Saved entries:

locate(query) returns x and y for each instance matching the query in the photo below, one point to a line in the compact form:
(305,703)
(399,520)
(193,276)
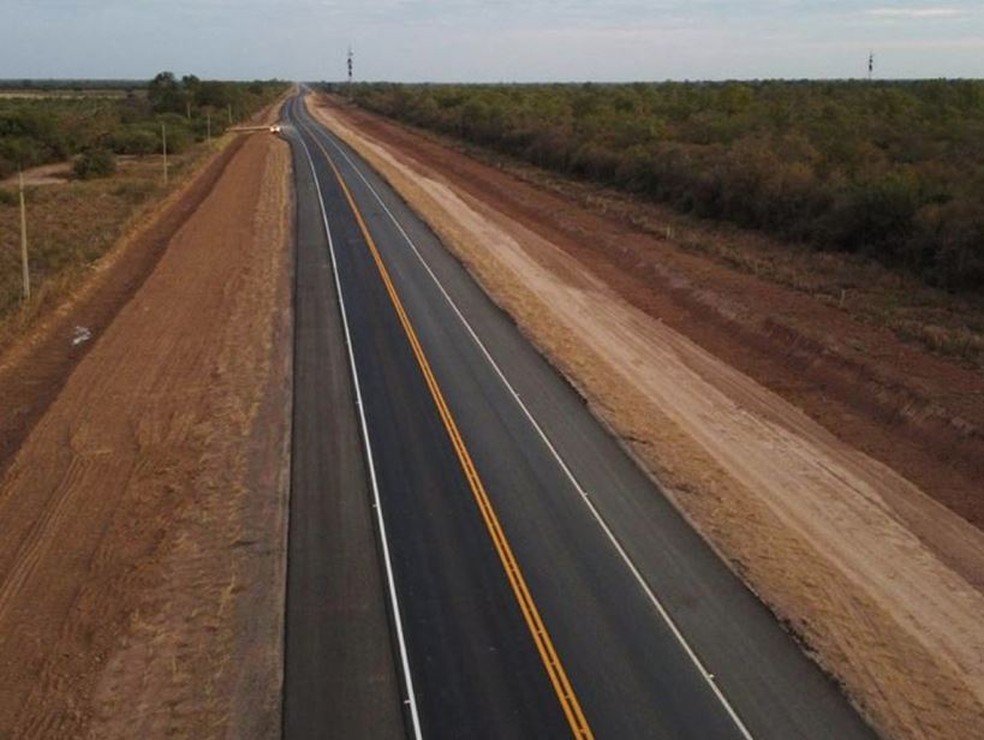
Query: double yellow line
(538,630)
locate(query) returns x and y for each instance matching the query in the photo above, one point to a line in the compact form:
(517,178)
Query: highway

• **Aim of the exercise**
Please reproduce the entries above exactly, omitting every picture.

• **Exercise solution**
locate(query) returns x and y for each instance matching the query in the photo below, one point to a line in the compact form:
(305,703)
(399,520)
(193,276)
Query: double yellow line
(538,630)
locate(query) returns x and y for each instance matching the query in the photo above, one point to a line in the compact form:
(517,178)
Query: highway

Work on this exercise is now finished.